* [Text shown]:
<<<<

American craft brewery

Creature Comforts Brewing Co. is an American craft brewery founded in April 2014 by David Stein, Adam Beauchamp, Katie Beauchamp, Derek Imes, Blake Tyers, and Chris Herron in Athens, Georgia. They have become popular for their core beer brands—most notably their Tropicália IPA—as well as a variety of seasonal and specialty releases.

== History ==
The brewery has a taproom located in a former Chevrolet dealership turned tire shop. The 13,000-foot warehouse is located in the city's downtown and is a central location for pedestrians. When the brewery moved in, an open floor plan was created and renovations were needed to the building. Memorabilia, including the large outdoor signage and another sign advertising Michelin tires, still remain. Keeping the integrity of the building's character while renovating it into a brewery earned the founders a preservation award from the Athens Heritage Foundation in 2014.

>>>>

* [Records supplied]:
<<<<

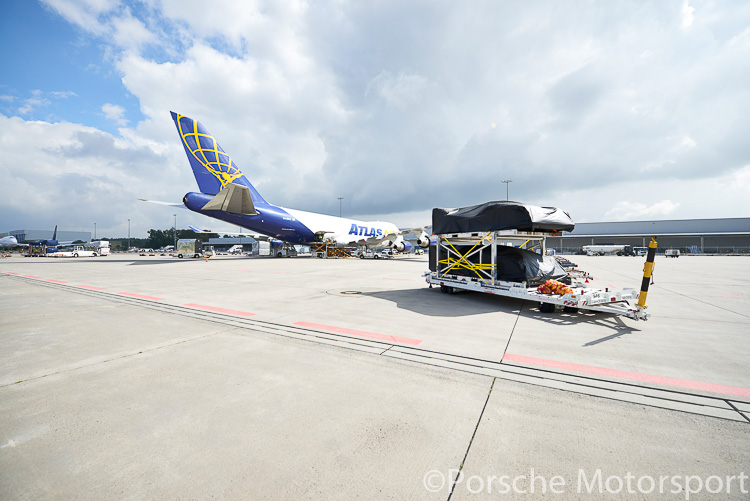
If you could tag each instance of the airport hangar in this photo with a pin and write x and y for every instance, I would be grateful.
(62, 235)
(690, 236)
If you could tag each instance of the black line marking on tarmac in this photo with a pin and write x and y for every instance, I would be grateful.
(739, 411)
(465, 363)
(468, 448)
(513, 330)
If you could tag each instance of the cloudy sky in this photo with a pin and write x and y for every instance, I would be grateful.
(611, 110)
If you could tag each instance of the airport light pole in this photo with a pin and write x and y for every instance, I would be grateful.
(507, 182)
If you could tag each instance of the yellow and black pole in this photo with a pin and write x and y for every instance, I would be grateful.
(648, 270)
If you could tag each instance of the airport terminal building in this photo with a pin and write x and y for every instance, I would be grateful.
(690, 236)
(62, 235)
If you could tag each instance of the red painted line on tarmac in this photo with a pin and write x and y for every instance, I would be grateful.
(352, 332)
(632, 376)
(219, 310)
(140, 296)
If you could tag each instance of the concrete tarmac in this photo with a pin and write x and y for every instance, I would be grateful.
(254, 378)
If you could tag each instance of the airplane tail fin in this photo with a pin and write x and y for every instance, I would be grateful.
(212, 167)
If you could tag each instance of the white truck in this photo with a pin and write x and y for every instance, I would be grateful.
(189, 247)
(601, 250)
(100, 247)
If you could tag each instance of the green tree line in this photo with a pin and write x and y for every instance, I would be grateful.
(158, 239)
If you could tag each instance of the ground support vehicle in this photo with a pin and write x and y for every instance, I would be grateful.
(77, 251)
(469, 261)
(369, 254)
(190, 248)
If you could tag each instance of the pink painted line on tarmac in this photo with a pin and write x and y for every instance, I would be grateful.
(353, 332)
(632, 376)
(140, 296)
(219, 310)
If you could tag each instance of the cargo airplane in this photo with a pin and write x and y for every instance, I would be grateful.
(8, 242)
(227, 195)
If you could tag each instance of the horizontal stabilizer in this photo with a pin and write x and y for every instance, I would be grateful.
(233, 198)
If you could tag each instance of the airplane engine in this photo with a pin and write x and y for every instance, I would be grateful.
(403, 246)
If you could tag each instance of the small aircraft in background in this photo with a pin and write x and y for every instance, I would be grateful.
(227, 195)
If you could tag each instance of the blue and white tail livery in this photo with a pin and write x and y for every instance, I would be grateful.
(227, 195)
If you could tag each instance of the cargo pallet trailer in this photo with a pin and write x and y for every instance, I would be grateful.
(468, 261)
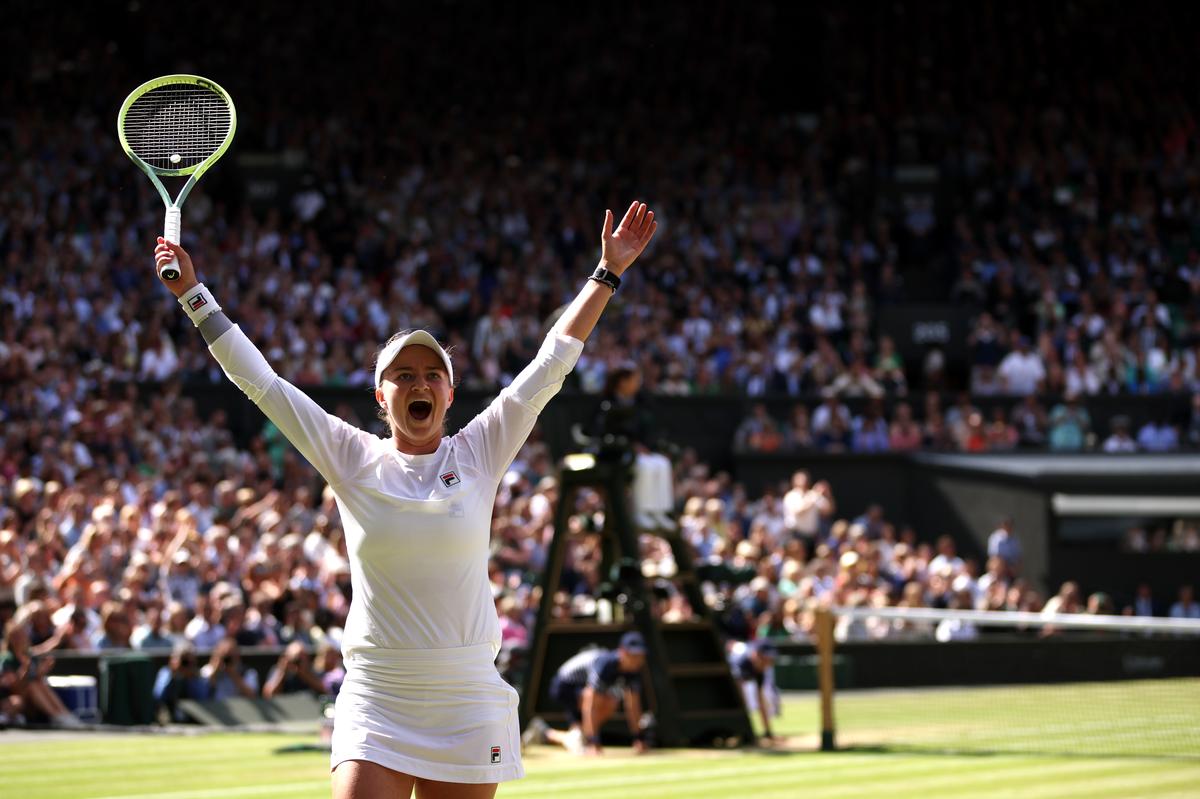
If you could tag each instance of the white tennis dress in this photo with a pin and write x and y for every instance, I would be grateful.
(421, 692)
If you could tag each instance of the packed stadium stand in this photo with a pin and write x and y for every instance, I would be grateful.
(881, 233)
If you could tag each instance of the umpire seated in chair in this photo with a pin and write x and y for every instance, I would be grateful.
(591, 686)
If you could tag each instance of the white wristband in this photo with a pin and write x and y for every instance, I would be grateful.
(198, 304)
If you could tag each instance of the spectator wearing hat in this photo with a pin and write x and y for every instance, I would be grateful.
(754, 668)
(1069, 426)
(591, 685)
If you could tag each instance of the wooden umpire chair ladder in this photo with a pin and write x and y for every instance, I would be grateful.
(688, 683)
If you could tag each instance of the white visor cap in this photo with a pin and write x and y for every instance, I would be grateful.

>>>>
<<<<

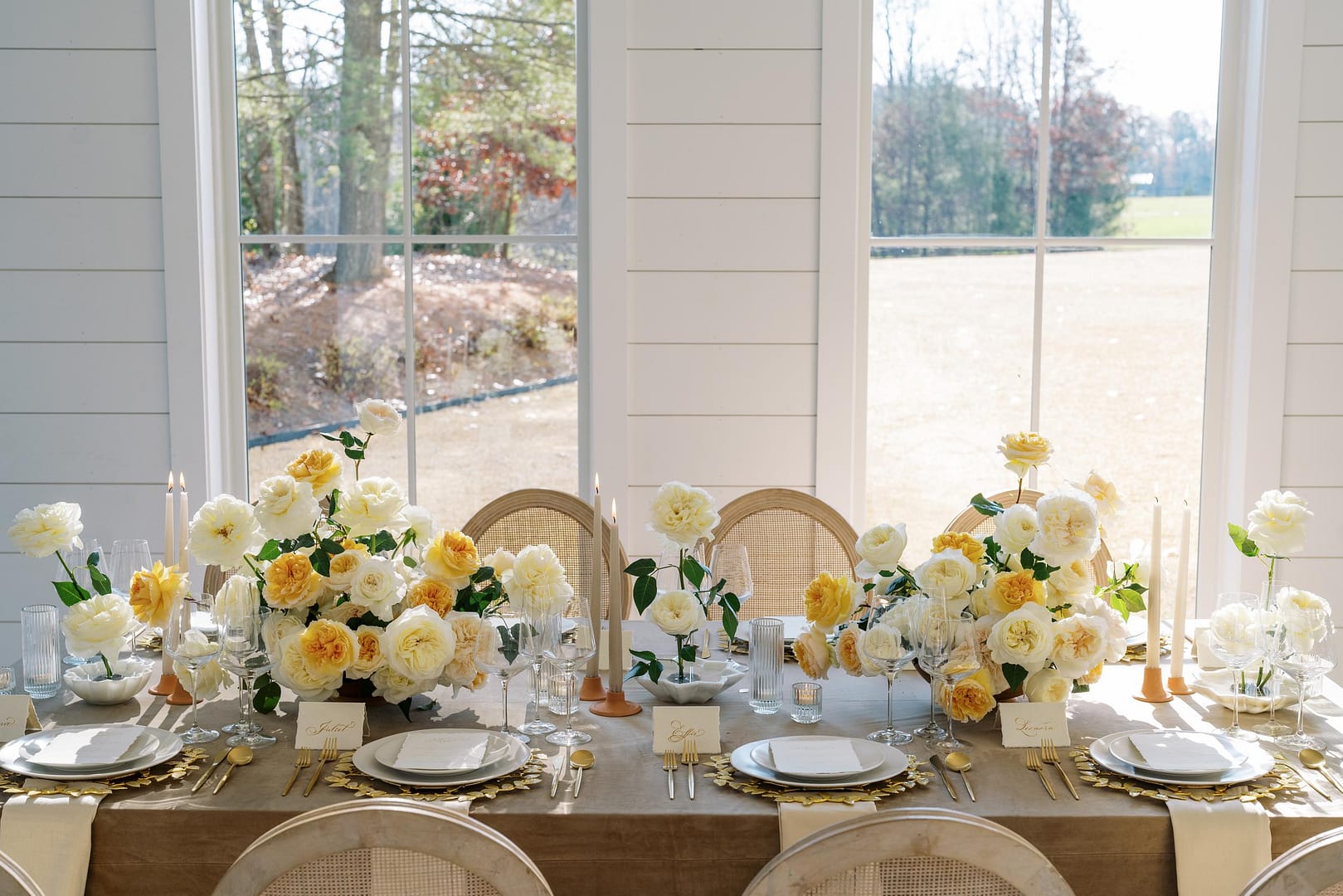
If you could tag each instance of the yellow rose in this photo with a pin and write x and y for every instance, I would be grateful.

>>>>

* [Work task A]: In the Creature Comforts text, reproduce the passage that begins with "Creature Comforts Brewing" and ends with "and specialty releases.".
* [Work task B]: Name every person the Creature Comforts text lists as a founder of the brewery.
* [Work task C]: Write the next part of the text about Creature Comforts Brewing Co., starting after its final sentence.

* [Written answer A]:
Creature Comforts Brewing Co. is an American craft brewery founded in April 2014 by David Stein, Adam Beauchamp, Katie Beauchamp, Derek Imes, Blake Tyers, and Chris Herron in Athens, Georgia. They have become popular for their core beer brands—most notably their Tropicália IPA—as well as a variety of seasonal and specialty releases.

* [Written answer B]: David Stein, Adam Beauchamp, Katie Beauchamp, Derek Imes, Blake Tyers, and Chris Herron.

* [Written answer C]:
In 2018, Creature Comforts expanded their production into a second building in the Southern Mill historic complex. The additional location was an investment of $11 million. This 40,000-square-foot building is just north of downtown Athens and added 50,000 barrels to meet growing demand for their beer. The new facility and equipment is estimated to have doubled the brewery's ability to produce its popular Tropicalia IPA.
In 2020, it was announced that Creature Comforts would expand into California by opening a taproom and production facility in Downtown Los Angeles. This was expected to open by summer of 2021.

The brewery has made several expansions throughout the southeast, including Tennessee and South Carolina.
In 2021, they entered South Carolina Charleston, South Carolina and Hilton Head, South Carolina markets. The following year, the company announced its intentions to expand its distribution to Columbia, South Carolina. The brewery also announced plans to expand distribution to Greenville, South Carolina in the fall of 2022.
In July 2022, the brewery expanded to Tennessee via Nashville.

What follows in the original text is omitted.